A run of records:
-=-=-=-=-
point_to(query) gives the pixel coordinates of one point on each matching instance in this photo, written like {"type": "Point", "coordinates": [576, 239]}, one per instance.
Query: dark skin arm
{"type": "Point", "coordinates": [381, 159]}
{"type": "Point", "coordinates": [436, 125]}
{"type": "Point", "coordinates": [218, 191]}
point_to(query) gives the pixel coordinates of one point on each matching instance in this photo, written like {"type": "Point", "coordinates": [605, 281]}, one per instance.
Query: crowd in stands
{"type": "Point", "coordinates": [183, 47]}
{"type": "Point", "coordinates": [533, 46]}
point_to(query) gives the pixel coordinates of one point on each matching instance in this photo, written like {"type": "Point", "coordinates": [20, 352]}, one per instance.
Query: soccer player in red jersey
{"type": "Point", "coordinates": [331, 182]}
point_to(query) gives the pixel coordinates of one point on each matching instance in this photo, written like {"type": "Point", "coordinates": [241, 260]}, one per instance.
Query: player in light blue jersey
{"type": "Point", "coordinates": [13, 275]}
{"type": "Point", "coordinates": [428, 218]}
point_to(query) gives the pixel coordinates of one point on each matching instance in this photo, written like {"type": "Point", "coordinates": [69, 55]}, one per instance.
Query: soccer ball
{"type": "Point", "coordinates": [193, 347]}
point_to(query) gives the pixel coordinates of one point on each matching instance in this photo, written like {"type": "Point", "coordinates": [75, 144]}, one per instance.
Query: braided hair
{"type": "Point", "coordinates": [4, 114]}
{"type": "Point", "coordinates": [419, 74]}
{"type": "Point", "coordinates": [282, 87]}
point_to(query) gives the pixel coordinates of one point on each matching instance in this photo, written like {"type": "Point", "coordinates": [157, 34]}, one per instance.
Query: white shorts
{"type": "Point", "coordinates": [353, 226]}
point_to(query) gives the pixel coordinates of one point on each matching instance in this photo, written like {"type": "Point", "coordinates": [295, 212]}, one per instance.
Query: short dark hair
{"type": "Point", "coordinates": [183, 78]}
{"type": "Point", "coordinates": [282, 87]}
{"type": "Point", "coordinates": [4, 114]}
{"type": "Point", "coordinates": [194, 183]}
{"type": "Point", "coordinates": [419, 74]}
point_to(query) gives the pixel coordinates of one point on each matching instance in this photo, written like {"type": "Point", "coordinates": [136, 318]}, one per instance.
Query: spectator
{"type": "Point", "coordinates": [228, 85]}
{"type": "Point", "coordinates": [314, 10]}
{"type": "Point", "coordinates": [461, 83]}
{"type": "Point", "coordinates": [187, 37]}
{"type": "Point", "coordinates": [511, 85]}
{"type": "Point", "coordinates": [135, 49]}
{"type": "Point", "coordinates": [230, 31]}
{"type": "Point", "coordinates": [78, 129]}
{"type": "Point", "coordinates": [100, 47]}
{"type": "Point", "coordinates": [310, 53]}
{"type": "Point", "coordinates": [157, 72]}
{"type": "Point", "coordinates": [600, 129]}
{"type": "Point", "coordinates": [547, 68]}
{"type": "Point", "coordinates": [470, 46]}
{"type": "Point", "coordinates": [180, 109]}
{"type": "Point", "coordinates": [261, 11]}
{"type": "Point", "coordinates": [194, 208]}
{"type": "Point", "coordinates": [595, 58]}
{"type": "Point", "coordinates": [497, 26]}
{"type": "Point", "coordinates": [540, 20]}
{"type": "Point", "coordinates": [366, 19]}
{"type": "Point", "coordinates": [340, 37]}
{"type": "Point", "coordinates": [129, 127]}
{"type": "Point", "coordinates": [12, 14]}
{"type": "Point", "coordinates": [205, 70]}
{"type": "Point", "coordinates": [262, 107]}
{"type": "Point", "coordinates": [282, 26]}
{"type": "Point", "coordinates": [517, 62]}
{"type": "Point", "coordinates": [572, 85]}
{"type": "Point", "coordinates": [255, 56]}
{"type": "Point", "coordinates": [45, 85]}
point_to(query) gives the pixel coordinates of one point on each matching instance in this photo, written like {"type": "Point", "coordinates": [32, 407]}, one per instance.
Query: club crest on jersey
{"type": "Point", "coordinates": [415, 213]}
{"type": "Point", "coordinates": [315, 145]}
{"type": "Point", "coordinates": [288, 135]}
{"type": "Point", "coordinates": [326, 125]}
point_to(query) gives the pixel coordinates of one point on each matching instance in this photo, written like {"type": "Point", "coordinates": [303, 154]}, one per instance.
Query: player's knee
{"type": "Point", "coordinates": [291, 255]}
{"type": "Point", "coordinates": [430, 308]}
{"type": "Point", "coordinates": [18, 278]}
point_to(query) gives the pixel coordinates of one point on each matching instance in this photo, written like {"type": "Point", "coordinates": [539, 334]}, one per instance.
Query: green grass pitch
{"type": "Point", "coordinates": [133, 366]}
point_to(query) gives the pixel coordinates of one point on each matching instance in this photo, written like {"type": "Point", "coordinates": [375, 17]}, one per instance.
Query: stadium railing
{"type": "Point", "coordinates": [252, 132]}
-=-=-=-=-
TASK DESCRIPTION:
Print out the whole listing exactly as it appears.

ANSWER:
point_to(query) gives the pixel coordinates of one point on each matching instance in this photo, written like {"type": "Point", "coordinates": [576, 239]}, one per instance.
Query: dark skin arm
{"type": "Point", "coordinates": [381, 159]}
{"type": "Point", "coordinates": [436, 125]}
{"type": "Point", "coordinates": [218, 191]}
point_to(query) gives the pixel coordinates of one point on each matching instance in this photo, written like {"type": "Point", "coordinates": [605, 281]}, one per instance.
Query: crowd in stands
{"type": "Point", "coordinates": [183, 47]}
{"type": "Point", "coordinates": [533, 46]}
point_to(query) gives the pixel coordinates of one point on each matching instance in this photo, written like {"type": "Point", "coordinates": [20, 352]}, one per instance.
Query: soccer player in red jersey
{"type": "Point", "coordinates": [331, 182]}
point_to(query) gives the pixel coordinates of one point on each matching instance in this photo, written like {"type": "Point", "coordinates": [241, 260]}, one per instance.
Query: player in light blue jersey
{"type": "Point", "coordinates": [13, 275]}
{"type": "Point", "coordinates": [428, 218]}
point_to(query) gives the pixel coordinates of one point on each matching instance in this photo, written like {"type": "Point", "coordinates": [69, 55]}, one per instance.
Query: soccer ball
{"type": "Point", "coordinates": [193, 347]}
point_to(query) gives the pixel coordinates of one point on each matching instance in this photo, written like {"type": "Point", "coordinates": [75, 144]}, one per instance.
Query: braided hair
{"type": "Point", "coordinates": [4, 114]}
{"type": "Point", "coordinates": [419, 74]}
{"type": "Point", "coordinates": [282, 87]}
point_to(query) gives the pixel coordinates of one point on each matching instance in this photo, written like {"type": "Point", "coordinates": [157, 34]}, one per instance.
Query: white shorts
{"type": "Point", "coordinates": [353, 226]}
point_to(query) gives the pixel coordinates of one point on each matching instance in this photo, written like {"type": "Point", "coordinates": [295, 212]}, one per instance.
Query: short dark hair
{"type": "Point", "coordinates": [183, 78]}
{"type": "Point", "coordinates": [282, 87]}
{"type": "Point", "coordinates": [4, 114]}
{"type": "Point", "coordinates": [194, 183]}
{"type": "Point", "coordinates": [419, 74]}
point_to(query) gives the pixel coordinates of one point on each matching instance in this photo, written like {"type": "Point", "coordinates": [136, 318]}, one per instance.
Query: spectator
{"type": "Point", "coordinates": [228, 85]}
{"type": "Point", "coordinates": [314, 10]}
{"type": "Point", "coordinates": [461, 83]}
{"type": "Point", "coordinates": [187, 37]}
{"type": "Point", "coordinates": [511, 85]}
{"type": "Point", "coordinates": [135, 49]}
{"type": "Point", "coordinates": [230, 31]}
{"type": "Point", "coordinates": [78, 129]}
{"type": "Point", "coordinates": [100, 47]}
{"type": "Point", "coordinates": [310, 53]}
{"type": "Point", "coordinates": [157, 72]}
{"type": "Point", "coordinates": [600, 129]}
{"type": "Point", "coordinates": [547, 68]}
{"type": "Point", "coordinates": [470, 46]}
{"type": "Point", "coordinates": [180, 109]}
{"type": "Point", "coordinates": [261, 11]}
{"type": "Point", "coordinates": [194, 208]}
{"type": "Point", "coordinates": [595, 58]}
{"type": "Point", "coordinates": [497, 26]}
{"type": "Point", "coordinates": [540, 20]}
{"type": "Point", "coordinates": [366, 19]}
{"type": "Point", "coordinates": [340, 37]}
{"type": "Point", "coordinates": [129, 127]}
{"type": "Point", "coordinates": [12, 14]}
{"type": "Point", "coordinates": [205, 70]}
{"type": "Point", "coordinates": [262, 107]}
{"type": "Point", "coordinates": [282, 26]}
{"type": "Point", "coordinates": [517, 62]}
{"type": "Point", "coordinates": [572, 85]}
{"type": "Point", "coordinates": [255, 56]}
{"type": "Point", "coordinates": [45, 85]}
point_to(query) gives the pixel coordinates of one point on each matching instance in this photo, written like {"type": "Point", "coordinates": [32, 407]}, one per instance.
Query: club crest on jersey
{"type": "Point", "coordinates": [415, 213]}
{"type": "Point", "coordinates": [315, 145]}
{"type": "Point", "coordinates": [288, 135]}
{"type": "Point", "coordinates": [326, 125]}
point_to(query) gives the pixel coordinates of one point on each matching instance in this photo, written like {"type": "Point", "coordinates": [303, 154]}, one per instance.
Query: player's knee
{"type": "Point", "coordinates": [291, 255]}
{"type": "Point", "coordinates": [430, 308]}
{"type": "Point", "coordinates": [18, 278]}
point_to(query) gives the pixel coordinates of one point on each matching instance in this photo, written like {"type": "Point", "coordinates": [539, 334]}, one per instance.
Query: green grass pitch
{"type": "Point", "coordinates": [133, 366]}
point_to(query) gives the pixel coordinates of one point on each matching instance in this photo, written like {"type": "Point", "coordinates": [375, 17]}, one per instance.
Query: stadium railing
{"type": "Point", "coordinates": [252, 132]}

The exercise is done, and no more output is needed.